*** DATA Section Begins ***
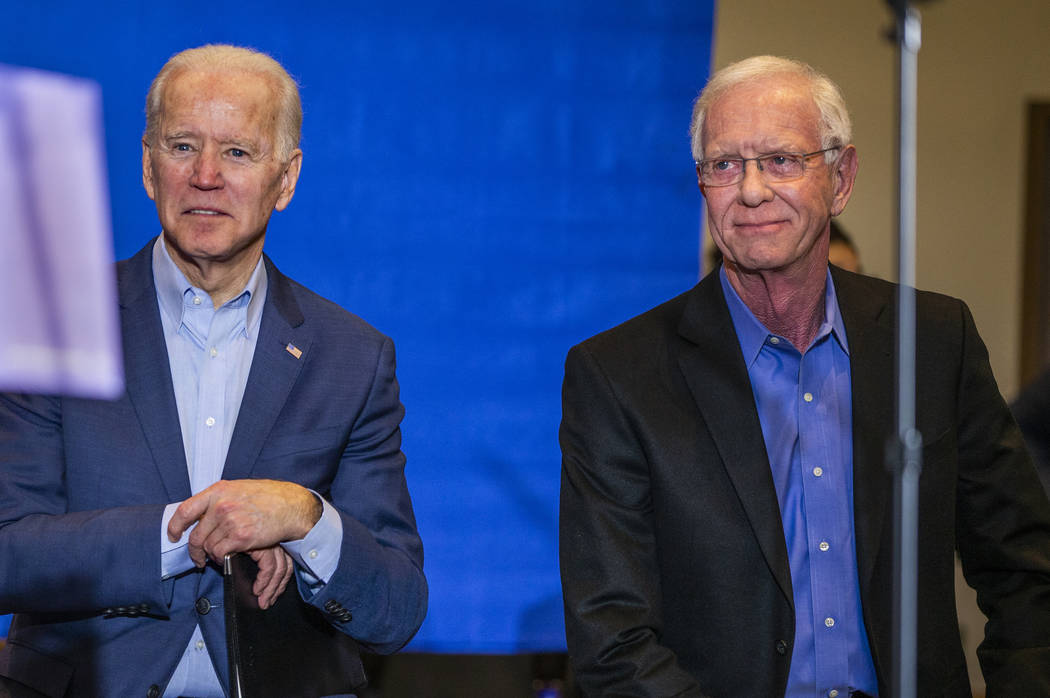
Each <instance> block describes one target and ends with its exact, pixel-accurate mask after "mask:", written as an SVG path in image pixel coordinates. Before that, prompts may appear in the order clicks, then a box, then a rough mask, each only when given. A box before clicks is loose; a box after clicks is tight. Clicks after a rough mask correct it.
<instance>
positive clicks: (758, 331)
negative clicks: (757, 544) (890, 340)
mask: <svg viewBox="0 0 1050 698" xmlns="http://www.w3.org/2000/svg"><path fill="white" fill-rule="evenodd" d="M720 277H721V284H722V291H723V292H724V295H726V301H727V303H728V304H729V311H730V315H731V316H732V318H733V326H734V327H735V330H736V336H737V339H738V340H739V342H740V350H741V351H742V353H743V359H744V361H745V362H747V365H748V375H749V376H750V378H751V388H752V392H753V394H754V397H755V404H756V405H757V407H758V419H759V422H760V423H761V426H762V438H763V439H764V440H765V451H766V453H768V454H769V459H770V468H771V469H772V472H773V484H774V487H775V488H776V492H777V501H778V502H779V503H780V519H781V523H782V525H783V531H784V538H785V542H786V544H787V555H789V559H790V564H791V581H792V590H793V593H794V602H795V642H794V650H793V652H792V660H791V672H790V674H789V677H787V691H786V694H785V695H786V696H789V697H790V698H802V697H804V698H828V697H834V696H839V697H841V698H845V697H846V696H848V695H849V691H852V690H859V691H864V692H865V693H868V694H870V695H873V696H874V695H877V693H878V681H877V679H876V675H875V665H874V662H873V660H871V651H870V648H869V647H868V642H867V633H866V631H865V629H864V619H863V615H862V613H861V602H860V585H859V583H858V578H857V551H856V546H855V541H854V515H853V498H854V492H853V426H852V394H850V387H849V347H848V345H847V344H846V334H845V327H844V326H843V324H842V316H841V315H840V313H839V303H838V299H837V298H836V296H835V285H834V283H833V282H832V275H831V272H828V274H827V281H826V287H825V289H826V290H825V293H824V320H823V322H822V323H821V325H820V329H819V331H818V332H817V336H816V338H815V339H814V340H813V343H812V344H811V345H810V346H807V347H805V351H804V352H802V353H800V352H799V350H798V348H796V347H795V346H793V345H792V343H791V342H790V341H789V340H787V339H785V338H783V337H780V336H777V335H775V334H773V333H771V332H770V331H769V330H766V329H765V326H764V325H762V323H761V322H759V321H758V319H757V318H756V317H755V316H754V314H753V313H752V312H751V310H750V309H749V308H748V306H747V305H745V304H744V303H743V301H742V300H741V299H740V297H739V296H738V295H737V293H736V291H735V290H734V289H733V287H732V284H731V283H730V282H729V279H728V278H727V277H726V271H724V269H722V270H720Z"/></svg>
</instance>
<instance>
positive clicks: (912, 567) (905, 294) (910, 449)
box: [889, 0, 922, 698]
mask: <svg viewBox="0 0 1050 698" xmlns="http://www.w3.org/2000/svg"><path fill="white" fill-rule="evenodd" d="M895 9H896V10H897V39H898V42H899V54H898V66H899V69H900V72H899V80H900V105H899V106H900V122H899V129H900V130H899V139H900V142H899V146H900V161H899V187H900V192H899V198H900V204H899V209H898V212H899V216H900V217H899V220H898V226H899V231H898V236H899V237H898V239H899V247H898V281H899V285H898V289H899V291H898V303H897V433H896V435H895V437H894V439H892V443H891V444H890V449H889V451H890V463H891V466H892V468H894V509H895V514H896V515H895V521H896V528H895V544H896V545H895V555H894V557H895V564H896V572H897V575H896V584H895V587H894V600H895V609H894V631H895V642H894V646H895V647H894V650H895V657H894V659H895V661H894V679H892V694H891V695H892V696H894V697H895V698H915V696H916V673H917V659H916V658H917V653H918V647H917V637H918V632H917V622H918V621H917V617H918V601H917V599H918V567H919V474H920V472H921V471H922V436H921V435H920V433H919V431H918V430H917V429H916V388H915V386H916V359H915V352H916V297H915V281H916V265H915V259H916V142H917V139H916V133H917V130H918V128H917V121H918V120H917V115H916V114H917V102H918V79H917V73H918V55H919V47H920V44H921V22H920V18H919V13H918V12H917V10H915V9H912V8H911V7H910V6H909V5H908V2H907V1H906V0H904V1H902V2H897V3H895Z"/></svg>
*** DATA Section Ends ***
Copy out the listing above word for word, from start to finish, without the pictures.

> YOUR SOLUTION:
Each <instance> block describes one target and ends with its exact, pixel-accurate mask after "mask:", written as an SVG path in image pixel coordinates. Before that, prompts may appear in the order clicks, then a box, then a rough mask, each only when given. A box before clicks is loose; a box after clicks is tight. Clicks after a rough mask correct it.
<instance>
positive clicks: (758, 331)
negative clicks: (757, 544) (890, 340)
mask: <svg viewBox="0 0 1050 698" xmlns="http://www.w3.org/2000/svg"><path fill="white" fill-rule="evenodd" d="M720 277H721V284H722V291H723V292H724V295H726V301H727V303H728V304H729V311H730V315H731V316H732V318H733V326H734V327H735V330H736V336H737V339H738V340H739V342H740V350H741V351H742V353H743V359H744V361H745V362H747V365H748V375H749V376H750V378H751V388H752V392H753V394H754V397H755V404H756V405H757V407H758V419H759V422H760V423H761V426H762V438H763V439H764V440H765V451H766V453H768V454H769V459H770V468H771V469H772V472H773V484H774V487H775V488H776V492H777V501H778V502H779V503H780V519H781V523H782V525H783V531H784V538H785V542H786V544H787V555H789V559H790V564H791V581H792V590H793V593H794V602H795V642H794V650H793V652H792V660H791V672H790V674H789V677H787V691H786V694H785V695H786V696H789V697H790V698H802V697H804V698H828V697H834V696H839V697H841V698H845V697H846V696H848V695H849V691H852V690H859V691H864V692H865V693H868V694H870V695H873V696H874V695H877V693H878V681H877V679H876V675H875V665H874V662H873V660H871V651H870V648H869V647H868V642H867V633H866V631H865V629H864V619H863V615H862V613H861V602H860V585H859V583H858V578H857V551H856V546H855V541H854V515H853V498H854V492H853V426H852V394H850V387H849V347H848V345H847V344H846V334H845V327H844V326H843V324H842V316H841V315H840V313H839V303H838V299H837V298H836V296H835V285H834V283H833V282H832V275H831V272H828V274H827V281H826V287H825V289H826V290H825V293H824V320H823V322H822V323H821V325H820V329H819V331H818V332H817V336H816V338H815V339H814V340H813V343H812V344H811V345H810V346H807V347H805V351H804V352H802V353H800V352H799V350H798V348H796V347H795V346H793V345H792V343H791V342H790V341H789V340H787V339H785V338H783V337H780V336H777V335H775V334H773V333H771V332H770V331H769V330H766V329H765V326H764V325H762V323H761V322H759V321H758V319H757V318H756V317H755V316H754V314H753V313H752V312H751V310H750V309H749V308H748V306H747V305H745V304H744V303H743V301H742V300H741V299H740V297H739V296H738V295H737V293H736V291H735V290H734V289H733V287H732V284H731V283H730V282H729V279H728V278H727V277H726V271H724V269H722V270H720Z"/></svg>
</instance>
<instance>
positive clicks: (912, 567) (905, 294) (910, 449)
box: [889, 0, 922, 698]
mask: <svg viewBox="0 0 1050 698" xmlns="http://www.w3.org/2000/svg"><path fill="white" fill-rule="evenodd" d="M895 9H896V10H897V39H898V42H899V54H898V66H899V69H900V72H899V80H900V105H899V106H900V122H899V129H900V130H899V139H900V142H899V146H900V161H899V187H900V192H899V198H900V204H899V209H898V212H899V216H900V217H899V220H898V226H899V231H898V236H899V237H898V239H899V247H898V281H899V285H898V289H899V291H898V303H897V433H896V435H895V437H894V439H892V443H891V444H890V449H889V451H890V463H891V466H892V468H894V509H895V514H896V515H895V521H896V528H895V544H896V545H895V555H894V557H895V564H896V572H897V575H896V584H895V587H894V600H895V609H894V631H895V642H894V646H895V647H894V650H895V657H894V659H895V661H894V679H892V694H891V695H892V696H894V697H895V698H915V696H916V673H917V659H916V658H917V653H918V647H917V637H918V632H917V622H918V621H917V617H918V601H917V599H918V567H919V474H920V472H921V471H922V436H921V435H920V433H919V431H918V430H917V429H916V388H915V386H916V359H915V352H916V297H915V281H916V265H915V259H916V142H917V139H916V133H917V130H918V128H917V121H918V120H917V115H916V114H917V102H918V79H917V73H918V55H919V47H920V44H921V22H920V18H919V13H918V12H917V10H915V9H912V8H911V7H910V6H909V5H908V2H907V1H906V0H904V1H902V2H897V3H895Z"/></svg>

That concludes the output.